● Instruction
Print every line of the records below without any changes, leaving out the pictures.
— start Data excerpts —
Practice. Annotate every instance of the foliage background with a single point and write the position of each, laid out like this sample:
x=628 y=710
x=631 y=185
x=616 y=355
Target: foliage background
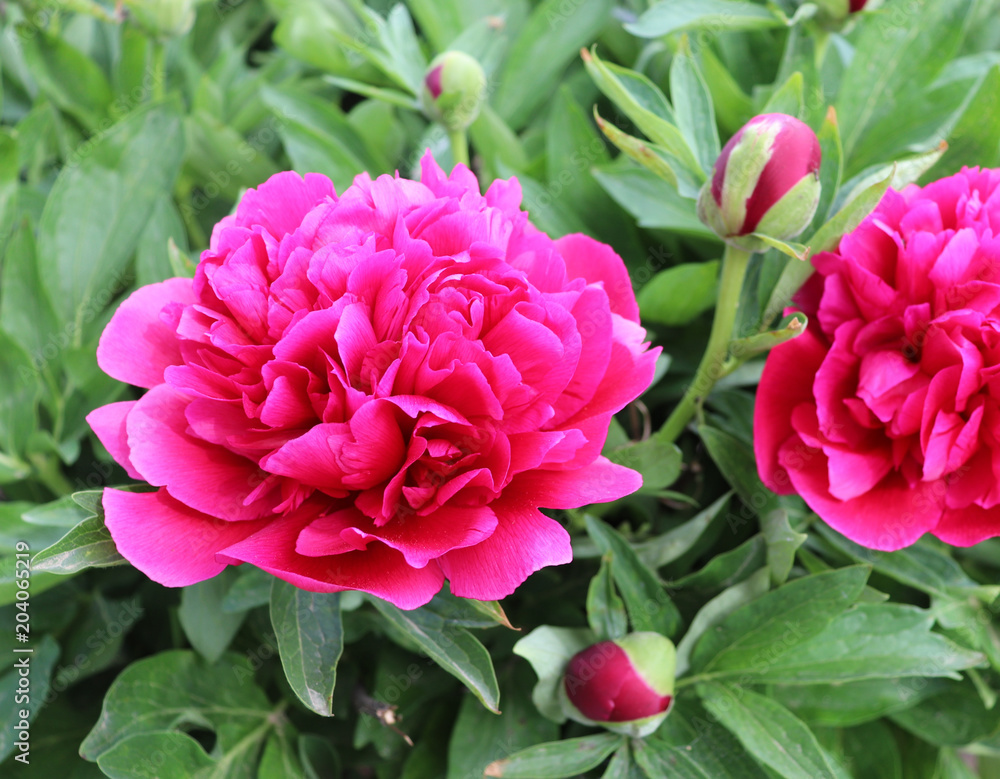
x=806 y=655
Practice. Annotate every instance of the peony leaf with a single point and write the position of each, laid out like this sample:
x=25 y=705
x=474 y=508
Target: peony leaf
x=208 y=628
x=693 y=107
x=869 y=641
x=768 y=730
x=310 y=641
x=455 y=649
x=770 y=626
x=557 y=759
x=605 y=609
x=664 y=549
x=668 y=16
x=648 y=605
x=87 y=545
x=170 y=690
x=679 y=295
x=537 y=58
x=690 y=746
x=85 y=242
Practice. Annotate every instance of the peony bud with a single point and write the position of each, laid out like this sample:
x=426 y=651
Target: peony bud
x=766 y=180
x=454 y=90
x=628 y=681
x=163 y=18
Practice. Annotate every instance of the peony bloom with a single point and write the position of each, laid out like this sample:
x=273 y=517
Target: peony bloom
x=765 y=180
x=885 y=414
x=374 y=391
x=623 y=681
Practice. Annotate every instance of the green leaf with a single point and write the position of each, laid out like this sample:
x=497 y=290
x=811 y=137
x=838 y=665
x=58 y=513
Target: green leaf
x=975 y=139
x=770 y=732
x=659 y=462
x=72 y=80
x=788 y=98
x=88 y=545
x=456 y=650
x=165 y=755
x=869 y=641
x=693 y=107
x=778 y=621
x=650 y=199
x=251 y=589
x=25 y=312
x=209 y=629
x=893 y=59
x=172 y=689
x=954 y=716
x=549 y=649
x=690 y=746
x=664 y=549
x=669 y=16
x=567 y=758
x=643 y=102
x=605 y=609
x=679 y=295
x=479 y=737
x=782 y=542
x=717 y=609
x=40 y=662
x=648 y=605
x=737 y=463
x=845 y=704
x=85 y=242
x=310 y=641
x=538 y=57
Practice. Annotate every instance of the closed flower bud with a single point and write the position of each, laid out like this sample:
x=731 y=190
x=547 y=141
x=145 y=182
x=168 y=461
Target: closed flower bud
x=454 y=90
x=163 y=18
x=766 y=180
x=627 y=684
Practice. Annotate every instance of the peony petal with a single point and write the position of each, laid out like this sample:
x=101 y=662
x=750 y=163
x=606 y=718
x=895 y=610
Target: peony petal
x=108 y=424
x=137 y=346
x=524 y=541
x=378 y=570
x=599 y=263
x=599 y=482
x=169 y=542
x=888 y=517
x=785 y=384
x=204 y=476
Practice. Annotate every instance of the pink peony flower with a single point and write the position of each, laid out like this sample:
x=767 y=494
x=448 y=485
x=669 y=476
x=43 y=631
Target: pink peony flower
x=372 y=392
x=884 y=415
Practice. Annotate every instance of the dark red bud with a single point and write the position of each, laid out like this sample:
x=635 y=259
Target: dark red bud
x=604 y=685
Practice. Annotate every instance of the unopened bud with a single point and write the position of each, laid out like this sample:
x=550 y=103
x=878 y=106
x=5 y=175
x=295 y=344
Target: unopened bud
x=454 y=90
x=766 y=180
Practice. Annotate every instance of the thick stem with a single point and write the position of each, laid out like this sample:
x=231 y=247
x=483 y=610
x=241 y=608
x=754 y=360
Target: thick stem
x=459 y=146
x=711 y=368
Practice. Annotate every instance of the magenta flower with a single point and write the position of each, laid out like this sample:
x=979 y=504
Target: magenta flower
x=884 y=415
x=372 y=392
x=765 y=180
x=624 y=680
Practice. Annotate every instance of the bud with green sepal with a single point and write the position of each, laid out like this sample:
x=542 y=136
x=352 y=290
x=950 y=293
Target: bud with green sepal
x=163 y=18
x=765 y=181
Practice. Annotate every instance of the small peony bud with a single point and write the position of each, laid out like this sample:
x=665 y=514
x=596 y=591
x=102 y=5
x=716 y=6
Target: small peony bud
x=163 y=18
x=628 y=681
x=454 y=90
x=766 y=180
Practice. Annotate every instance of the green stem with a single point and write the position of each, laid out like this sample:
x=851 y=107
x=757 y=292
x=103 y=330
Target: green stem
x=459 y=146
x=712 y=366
— end Data excerpts —
● Written solution
Practice. Annotate every instance of the foliage background with a single point and write the position of each, laid out like this sample:
x=628 y=710
x=631 y=185
x=616 y=355
Target: foliage background
x=806 y=655
Practice. Annotate every instance of the peony leaf with a single point and write the position of each, laid out like this sample:
x=25 y=705
x=474 y=508
Target: peony leaf
x=208 y=628
x=693 y=107
x=869 y=641
x=768 y=730
x=310 y=641
x=455 y=649
x=770 y=626
x=557 y=759
x=605 y=609
x=664 y=549
x=668 y=16
x=648 y=605
x=87 y=545
x=170 y=690
x=679 y=295
x=537 y=58
x=690 y=746
x=85 y=242
Practice. Annotate every instance of the peony bud with a single point and write the position of each, laid out like this sample:
x=426 y=651
Target: peony bud
x=766 y=180
x=454 y=90
x=628 y=681
x=163 y=18
Practice. Annotate every instance of the peony bloom with a single point and write the position of each, laid out like this sample:
x=273 y=517
Target: peony bloom
x=765 y=180
x=885 y=414
x=374 y=391
x=623 y=681
Practice. Annotate every instance of the green leaf with a single point and write the position of each, laid out like this sample:
x=497 y=290
x=811 y=137
x=838 y=665
x=58 y=513
Target: green leaf
x=975 y=139
x=770 y=732
x=659 y=462
x=72 y=80
x=788 y=98
x=88 y=545
x=456 y=650
x=165 y=755
x=869 y=641
x=693 y=107
x=778 y=621
x=650 y=199
x=251 y=589
x=25 y=312
x=209 y=629
x=893 y=59
x=172 y=689
x=954 y=716
x=549 y=649
x=690 y=746
x=664 y=549
x=669 y=16
x=567 y=758
x=643 y=102
x=605 y=609
x=679 y=295
x=479 y=737
x=782 y=542
x=717 y=609
x=40 y=662
x=648 y=605
x=737 y=463
x=845 y=704
x=85 y=242
x=310 y=641
x=538 y=57
Practice. Annotate every instance of the closed flower bud with a single point and write the position of each, laid out like this sample:
x=731 y=190
x=547 y=141
x=145 y=182
x=168 y=461
Target: closed flower bud
x=454 y=90
x=163 y=18
x=766 y=180
x=627 y=684
Practice. Annotate every instance of the peony petal with a single point and write the position of each, laid out like this sample:
x=101 y=662
x=750 y=163
x=606 y=718
x=895 y=610
Target: peony petal
x=108 y=424
x=137 y=346
x=524 y=541
x=378 y=570
x=599 y=263
x=599 y=482
x=169 y=542
x=888 y=517
x=785 y=384
x=204 y=476
Practice. Annotate every instance of the pink peony flower with a single point and write the position of each, laid out like this sample:
x=767 y=494
x=448 y=485
x=669 y=476
x=43 y=631
Target: pink peony flower
x=372 y=392
x=884 y=415
Practice. Annotate every instance of the dark red bud with a single point and write the position of each, laid out like this sample:
x=635 y=259
Target: dark red bud
x=604 y=685
Practice. Annotate every instance of the unopened bud with a single point and write the position of each, laid out like this sample:
x=550 y=103
x=878 y=106
x=5 y=175
x=295 y=344
Target: unopened bud
x=454 y=90
x=766 y=180
Practice. Annotate every instance of the thick stem with a single point and write the position of each, laid out like this sample:
x=231 y=247
x=483 y=610
x=241 y=608
x=754 y=360
Target: thick stem
x=459 y=146
x=711 y=368
Practice. Annotate every instance of the magenta flower with a single point and write the position of each, laid out like this sample:
x=979 y=504
Target: magenta flower
x=884 y=415
x=372 y=392
x=765 y=180
x=624 y=680
Practice. Annotate every instance of the bud with green sepal with a single point and write the position of each, laid out like this sample:
x=542 y=136
x=352 y=290
x=950 y=293
Target: bud with green sepal
x=163 y=18
x=765 y=181
Practice. Annotate every instance of the small peony bud with a single point and write the position of each, laid out like this sample:
x=665 y=514
x=596 y=591
x=102 y=5
x=716 y=6
Target: small peony bud
x=163 y=18
x=628 y=681
x=454 y=90
x=766 y=180
Practice. Annotate every instance of the green stem with a single point and write the position of each, laid out like this sample:
x=851 y=107
x=757 y=292
x=103 y=330
Target: green stem
x=459 y=146
x=712 y=366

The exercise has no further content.